▸ **Task goal**
In the entries below, find the lines with the word "ornament" and copy them.

----- Records to process

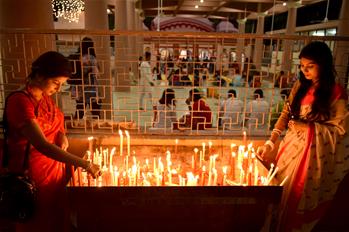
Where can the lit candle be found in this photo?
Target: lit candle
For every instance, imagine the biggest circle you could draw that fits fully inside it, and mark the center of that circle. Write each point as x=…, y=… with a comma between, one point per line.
x=203, y=150
x=111, y=158
x=284, y=181
x=203, y=176
x=244, y=138
x=232, y=166
x=128, y=143
x=209, y=147
x=272, y=175
x=200, y=159
x=209, y=178
x=121, y=142
x=224, y=169
x=90, y=144
x=214, y=171
x=116, y=177
x=176, y=147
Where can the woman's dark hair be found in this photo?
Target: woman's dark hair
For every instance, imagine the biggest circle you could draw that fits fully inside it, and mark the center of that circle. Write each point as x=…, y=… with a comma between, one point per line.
x=258, y=93
x=87, y=47
x=49, y=65
x=321, y=54
x=168, y=97
x=232, y=93
x=196, y=94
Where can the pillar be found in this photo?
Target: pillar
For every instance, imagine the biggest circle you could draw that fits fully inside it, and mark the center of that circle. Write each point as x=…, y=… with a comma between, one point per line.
x=341, y=52
x=240, y=42
x=258, y=48
x=20, y=50
x=121, y=47
x=286, y=63
x=96, y=18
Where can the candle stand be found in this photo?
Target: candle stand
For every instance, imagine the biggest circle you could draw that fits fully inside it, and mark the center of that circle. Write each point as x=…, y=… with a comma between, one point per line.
x=208, y=208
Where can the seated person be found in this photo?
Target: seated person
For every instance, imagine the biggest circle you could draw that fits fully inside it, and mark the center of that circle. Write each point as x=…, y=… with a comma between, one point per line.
x=200, y=114
x=237, y=79
x=230, y=111
x=165, y=110
x=257, y=111
x=277, y=109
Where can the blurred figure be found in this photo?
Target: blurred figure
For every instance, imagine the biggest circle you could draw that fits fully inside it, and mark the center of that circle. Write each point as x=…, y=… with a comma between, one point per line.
x=85, y=84
x=165, y=110
x=257, y=111
x=200, y=114
x=146, y=81
x=230, y=111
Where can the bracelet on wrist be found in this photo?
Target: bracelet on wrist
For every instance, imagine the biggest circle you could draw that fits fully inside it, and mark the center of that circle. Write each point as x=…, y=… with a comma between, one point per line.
x=88, y=166
x=276, y=131
x=270, y=143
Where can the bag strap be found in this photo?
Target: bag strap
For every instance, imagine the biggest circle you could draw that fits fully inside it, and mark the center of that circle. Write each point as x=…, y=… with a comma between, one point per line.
x=5, y=158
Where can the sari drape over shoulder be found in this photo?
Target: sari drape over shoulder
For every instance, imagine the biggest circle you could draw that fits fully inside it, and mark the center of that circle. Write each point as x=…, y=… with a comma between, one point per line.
x=49, y=175
x=314, y=161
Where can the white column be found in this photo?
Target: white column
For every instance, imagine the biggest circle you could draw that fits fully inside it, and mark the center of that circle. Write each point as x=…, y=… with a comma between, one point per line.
x=96, y=18
x=240, y=42
x=132, y=54
x=258, y=48
x=286, y=63
x=341, y=53
x=121, y=47
x=21, y=50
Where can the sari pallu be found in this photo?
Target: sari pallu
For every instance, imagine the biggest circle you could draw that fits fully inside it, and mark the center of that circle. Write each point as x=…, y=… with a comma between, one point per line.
x=315, y=162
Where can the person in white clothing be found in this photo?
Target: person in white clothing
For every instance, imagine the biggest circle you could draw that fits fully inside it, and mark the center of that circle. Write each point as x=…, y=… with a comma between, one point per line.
x=230, y=111
x=165, y=110
x=257, y=111
x=145, y=81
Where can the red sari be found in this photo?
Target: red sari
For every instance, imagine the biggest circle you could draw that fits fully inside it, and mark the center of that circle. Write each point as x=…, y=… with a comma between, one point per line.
x=315, y=162
x=48, y=174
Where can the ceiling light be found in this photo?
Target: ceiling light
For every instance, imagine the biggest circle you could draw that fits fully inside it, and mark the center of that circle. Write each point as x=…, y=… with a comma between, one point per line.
x=68, y=9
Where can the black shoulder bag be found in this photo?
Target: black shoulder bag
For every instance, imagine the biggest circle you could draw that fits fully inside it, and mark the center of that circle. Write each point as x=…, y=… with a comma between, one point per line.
x=18, y=193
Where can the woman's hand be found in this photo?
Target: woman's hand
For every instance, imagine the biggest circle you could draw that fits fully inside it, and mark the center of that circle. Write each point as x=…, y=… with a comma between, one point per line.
x=62, y=141
x=94, y=170
x=298, y=126
x=265, y=154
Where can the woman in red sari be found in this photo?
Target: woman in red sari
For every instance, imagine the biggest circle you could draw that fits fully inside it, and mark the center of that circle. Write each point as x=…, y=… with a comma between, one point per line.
x=33, y=117
x=313, y=155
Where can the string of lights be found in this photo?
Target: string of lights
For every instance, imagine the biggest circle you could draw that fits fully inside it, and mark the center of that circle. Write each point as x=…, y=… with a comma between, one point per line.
x=69, y=10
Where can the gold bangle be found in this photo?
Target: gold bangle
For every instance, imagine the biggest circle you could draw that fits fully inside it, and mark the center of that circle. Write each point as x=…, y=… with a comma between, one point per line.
x=270, y=143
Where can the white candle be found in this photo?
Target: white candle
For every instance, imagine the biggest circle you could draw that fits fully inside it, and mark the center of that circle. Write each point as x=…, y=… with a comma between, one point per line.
x=90, y=145
x=244, y=138
x=224, y=169
x=203, y=149
x=209, y=147
x=214, y=171
x=121, y=142
x=176, y=145
x=111, y=158
x=128, y=143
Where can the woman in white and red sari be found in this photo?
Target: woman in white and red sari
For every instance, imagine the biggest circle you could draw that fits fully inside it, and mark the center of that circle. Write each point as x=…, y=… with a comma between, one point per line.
x=313, y=155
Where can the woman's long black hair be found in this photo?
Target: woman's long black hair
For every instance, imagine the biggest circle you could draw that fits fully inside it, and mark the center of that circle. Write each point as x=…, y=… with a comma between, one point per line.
x=168, y=97
x=321, y=54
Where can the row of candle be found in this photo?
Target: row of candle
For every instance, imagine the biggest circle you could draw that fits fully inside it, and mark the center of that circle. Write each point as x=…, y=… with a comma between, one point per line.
x=242, y=168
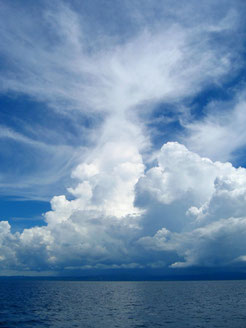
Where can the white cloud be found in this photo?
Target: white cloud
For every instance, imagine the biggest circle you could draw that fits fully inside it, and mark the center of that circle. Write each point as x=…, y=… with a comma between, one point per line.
x=182, y=198
x=221, y=133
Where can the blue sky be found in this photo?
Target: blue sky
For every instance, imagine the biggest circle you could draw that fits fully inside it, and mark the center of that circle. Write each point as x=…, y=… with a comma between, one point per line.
x=122, y=136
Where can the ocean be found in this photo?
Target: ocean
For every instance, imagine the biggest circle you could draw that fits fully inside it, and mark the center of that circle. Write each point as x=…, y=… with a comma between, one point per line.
x=180, y=304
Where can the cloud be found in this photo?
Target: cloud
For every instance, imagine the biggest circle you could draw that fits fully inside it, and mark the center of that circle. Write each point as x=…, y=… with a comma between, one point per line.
x=221, y=134
x=127, y=208
x=208, y=228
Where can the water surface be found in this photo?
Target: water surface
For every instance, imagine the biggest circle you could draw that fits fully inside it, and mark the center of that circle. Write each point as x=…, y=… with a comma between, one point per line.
x=122, y=304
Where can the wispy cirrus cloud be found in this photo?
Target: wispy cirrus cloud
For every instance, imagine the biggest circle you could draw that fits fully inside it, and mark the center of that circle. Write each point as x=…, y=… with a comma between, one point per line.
x=119, y=213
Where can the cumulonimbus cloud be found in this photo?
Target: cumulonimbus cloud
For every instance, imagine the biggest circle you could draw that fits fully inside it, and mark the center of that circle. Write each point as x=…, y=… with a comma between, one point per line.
x=119, y=212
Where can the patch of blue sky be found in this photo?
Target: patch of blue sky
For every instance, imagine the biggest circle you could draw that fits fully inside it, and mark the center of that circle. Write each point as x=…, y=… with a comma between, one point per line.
x=23, y=214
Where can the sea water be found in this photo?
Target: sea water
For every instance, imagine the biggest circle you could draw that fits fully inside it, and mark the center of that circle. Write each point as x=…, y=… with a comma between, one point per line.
x=122, y=304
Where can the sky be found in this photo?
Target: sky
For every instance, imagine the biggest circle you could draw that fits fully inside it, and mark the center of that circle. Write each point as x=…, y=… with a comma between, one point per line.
x=122, y=136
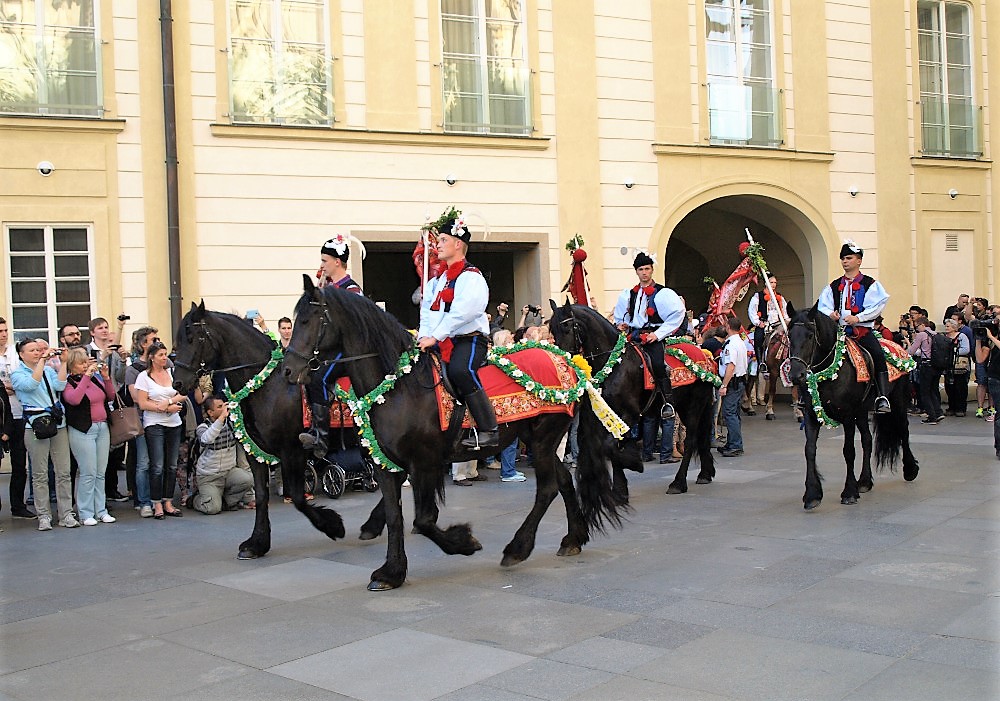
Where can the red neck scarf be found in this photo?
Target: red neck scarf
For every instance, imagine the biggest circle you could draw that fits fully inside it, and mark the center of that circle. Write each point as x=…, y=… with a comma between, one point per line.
x=650, y=292
x=447, y=293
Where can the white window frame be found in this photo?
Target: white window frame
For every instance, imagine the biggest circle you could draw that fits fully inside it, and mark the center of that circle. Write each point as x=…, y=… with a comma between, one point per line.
x=486, y=125
x=278, y=42
x=943, y=68
x=740, y=85
x=43, y=108
x=50, y=279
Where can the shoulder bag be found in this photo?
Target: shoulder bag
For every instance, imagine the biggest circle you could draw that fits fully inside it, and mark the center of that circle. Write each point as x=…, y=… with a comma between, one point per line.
x=124, y=423
x=45, y=424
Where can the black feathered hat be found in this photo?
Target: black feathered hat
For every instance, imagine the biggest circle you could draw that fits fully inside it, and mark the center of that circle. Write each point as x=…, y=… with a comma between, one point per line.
x=851, y=249
x=642, y=259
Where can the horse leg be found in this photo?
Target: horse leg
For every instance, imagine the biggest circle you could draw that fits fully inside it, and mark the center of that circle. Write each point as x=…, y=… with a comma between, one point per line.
x=457, y=539
x=372, y=528
x=701, y=428
x=865, y=482
x=259, y=541
x=392, y=573
x=814, y=487
x=546, y=488
x=850, y=494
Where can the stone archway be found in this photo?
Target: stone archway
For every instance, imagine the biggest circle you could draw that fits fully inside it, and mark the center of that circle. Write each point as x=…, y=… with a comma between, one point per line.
x=703, y=239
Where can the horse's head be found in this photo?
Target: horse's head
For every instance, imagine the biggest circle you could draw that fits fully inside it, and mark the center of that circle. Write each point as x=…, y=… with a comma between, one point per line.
x=312, y=334
x=194, y=347
x=804, y=344
x=566, y=328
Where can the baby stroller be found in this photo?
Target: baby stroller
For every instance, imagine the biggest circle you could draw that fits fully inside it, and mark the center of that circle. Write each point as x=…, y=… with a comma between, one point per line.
x=345, y=465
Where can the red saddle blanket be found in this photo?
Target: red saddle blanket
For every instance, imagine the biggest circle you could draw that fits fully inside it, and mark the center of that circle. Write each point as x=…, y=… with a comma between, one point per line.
x=511, y=402
x=680, y=375
x=857, y=357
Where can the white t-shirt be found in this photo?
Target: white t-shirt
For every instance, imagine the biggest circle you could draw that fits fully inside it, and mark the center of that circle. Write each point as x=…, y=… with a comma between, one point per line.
x=156, y=393
x=734, y=353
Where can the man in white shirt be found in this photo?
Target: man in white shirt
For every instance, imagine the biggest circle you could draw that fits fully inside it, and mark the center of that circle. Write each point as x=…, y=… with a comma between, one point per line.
x=10, y=361
x=733, y=369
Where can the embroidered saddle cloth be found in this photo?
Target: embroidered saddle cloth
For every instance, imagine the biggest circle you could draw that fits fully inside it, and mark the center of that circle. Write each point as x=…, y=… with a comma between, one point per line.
x=680, y=374
x=511, y=402
x=858, y=359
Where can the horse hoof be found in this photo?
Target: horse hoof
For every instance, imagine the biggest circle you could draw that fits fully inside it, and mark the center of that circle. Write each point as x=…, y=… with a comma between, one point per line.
x=376, y=585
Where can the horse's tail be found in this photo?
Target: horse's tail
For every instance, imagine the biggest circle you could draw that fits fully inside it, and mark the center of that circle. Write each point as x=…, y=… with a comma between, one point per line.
x=892, y=430
x=593, y=483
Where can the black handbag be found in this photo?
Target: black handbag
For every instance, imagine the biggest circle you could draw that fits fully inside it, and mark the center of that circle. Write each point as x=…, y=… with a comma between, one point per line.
x=46, y=424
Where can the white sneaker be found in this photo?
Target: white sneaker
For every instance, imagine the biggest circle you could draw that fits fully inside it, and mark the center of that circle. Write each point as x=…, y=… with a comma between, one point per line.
x=518, y=476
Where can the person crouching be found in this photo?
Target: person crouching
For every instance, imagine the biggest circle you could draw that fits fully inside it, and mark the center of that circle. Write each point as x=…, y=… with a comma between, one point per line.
x=222, y=482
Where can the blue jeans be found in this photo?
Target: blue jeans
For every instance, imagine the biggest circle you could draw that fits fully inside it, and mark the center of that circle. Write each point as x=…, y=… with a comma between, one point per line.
x=508, y=456
x=163, y=444
x=731, y=415
x=994, y=388
x=141, y=472
x=91, y=452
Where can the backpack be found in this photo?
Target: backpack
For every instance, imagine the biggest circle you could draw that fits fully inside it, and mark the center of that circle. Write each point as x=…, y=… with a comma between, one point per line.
x=942, y=351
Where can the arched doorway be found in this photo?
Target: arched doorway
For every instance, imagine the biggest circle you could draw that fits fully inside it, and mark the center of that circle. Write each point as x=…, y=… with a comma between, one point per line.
x=705, y=243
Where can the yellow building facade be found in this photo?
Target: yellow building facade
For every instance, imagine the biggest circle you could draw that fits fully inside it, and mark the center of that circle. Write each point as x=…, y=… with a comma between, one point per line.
x=663, y=125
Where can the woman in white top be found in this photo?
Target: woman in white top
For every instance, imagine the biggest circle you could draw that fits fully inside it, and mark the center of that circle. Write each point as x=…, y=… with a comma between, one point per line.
x=161, y=420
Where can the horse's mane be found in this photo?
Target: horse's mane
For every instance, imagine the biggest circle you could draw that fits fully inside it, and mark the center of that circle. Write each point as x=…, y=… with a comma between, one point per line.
x=370, y=328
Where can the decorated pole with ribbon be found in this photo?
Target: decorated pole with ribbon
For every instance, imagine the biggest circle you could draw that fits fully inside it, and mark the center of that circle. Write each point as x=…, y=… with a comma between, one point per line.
x=767, y=283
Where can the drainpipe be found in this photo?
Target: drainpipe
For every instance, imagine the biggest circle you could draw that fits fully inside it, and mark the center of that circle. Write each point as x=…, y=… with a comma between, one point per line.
x=170, y=140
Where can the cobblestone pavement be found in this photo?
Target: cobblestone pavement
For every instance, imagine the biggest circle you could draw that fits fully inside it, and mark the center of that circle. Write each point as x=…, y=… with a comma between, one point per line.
x=731, y=591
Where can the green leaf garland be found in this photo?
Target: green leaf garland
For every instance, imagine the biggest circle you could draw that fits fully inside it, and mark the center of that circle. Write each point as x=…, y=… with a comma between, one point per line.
x=236, y=411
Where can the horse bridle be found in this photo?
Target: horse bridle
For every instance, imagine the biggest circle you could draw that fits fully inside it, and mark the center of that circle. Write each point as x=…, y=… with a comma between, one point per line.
x=313, y=361
x=202, y=368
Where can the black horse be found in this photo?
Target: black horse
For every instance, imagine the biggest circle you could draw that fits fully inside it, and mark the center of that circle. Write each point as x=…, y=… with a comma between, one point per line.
x=581, y=329
x=813, y=338
x=210, y=341
x=369, y=342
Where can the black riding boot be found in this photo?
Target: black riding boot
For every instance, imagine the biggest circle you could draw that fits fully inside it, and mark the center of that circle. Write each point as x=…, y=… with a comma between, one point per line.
x=667, y=412
x=882, y=400
x=481, y=408
x=316, y=437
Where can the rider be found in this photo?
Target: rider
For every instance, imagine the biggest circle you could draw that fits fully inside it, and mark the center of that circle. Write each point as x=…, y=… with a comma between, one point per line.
x=650, y=312
x=453, y=317
x=333, y=271
x=776, y=307
x=855, y=300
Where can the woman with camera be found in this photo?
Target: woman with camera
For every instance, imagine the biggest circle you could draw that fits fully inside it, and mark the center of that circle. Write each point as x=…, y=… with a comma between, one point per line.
x=956, y=380
x=988, y=353
x=161, y=407
x=37, y=386
x=88, y=391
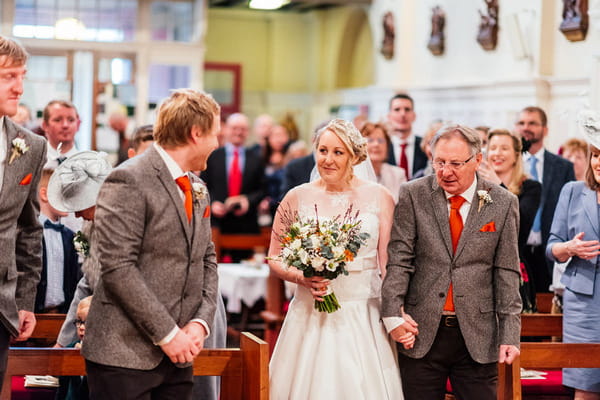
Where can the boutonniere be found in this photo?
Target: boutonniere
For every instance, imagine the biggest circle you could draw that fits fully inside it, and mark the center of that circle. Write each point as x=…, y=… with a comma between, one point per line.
x=19, y=147
x=484, y=198
x=199, y=190
x=81, y=244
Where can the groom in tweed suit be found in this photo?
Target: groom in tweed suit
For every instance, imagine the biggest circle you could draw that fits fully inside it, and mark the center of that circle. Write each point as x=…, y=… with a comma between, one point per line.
x=20, y=231
x=155, y=302
x=454, y=285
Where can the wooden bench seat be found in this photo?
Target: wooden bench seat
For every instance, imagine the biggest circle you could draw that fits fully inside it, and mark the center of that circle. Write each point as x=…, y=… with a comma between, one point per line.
x=244, y=371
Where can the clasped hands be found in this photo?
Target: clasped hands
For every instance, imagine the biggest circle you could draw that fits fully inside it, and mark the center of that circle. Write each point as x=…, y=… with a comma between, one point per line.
x=187, y=343
x=406, y=334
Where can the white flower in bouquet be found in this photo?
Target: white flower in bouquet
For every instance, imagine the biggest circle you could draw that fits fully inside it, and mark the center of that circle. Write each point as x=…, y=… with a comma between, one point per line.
x=320, y=248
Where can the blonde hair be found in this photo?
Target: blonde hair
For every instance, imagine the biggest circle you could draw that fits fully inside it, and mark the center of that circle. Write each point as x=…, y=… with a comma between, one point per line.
x=518, y=174
x=181, y=111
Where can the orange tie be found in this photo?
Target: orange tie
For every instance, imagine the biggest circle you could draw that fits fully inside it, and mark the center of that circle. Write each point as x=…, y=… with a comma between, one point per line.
x=403, y=159
x=186, y=187
x=456, y=226
x=235, y=175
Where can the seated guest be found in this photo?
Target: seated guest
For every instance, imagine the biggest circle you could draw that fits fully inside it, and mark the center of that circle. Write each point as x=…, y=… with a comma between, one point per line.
x=378, y=144
x=60, y=266
x=75, y=387
x=504, y=166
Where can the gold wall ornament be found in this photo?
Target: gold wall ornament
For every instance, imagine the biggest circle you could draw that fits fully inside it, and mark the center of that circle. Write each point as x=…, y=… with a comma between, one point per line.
x=436, y=40
x=575, y=20
x=387, y=45
x=488, y=27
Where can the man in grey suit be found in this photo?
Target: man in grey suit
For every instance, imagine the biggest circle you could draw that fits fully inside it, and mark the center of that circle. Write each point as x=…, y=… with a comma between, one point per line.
x=22, y=156
x=553, y=172
x=156, y=299
x=458, y=282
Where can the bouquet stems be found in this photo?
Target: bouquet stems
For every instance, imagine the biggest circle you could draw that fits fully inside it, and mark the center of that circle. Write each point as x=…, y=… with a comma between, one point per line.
x=329, y=303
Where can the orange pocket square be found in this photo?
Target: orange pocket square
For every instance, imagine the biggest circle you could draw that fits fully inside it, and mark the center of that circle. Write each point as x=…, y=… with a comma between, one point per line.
x=26, y=180
x=489, y=227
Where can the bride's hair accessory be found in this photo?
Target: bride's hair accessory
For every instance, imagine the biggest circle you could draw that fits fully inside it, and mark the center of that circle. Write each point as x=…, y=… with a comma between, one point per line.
x=347, y=132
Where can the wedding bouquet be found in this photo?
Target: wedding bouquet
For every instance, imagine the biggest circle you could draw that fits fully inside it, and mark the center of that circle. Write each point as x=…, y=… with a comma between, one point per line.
x=321, y=248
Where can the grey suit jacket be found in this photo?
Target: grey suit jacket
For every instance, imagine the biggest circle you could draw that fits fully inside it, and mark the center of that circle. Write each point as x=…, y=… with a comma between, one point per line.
x=20, y=230
x=157, y=270
x=484, y=271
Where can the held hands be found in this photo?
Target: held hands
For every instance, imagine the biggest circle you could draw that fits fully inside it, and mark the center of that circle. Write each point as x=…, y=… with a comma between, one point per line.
x=26, y=325
x=182, y=348
x=406, y=333
x=584, y=249
x=508, y=353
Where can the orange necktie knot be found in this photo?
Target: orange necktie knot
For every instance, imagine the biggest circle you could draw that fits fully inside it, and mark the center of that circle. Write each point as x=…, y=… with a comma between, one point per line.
x=186, y=187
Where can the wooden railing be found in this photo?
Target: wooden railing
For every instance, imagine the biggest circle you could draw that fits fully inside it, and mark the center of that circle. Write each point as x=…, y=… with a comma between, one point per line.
x=244, y=371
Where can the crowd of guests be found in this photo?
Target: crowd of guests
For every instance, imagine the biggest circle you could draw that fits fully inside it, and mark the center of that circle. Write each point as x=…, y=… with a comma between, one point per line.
x=545, y=208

----------

▸ **Task result**
Where can the gold wall ornament be found in this photo?
Target: gold wall ornament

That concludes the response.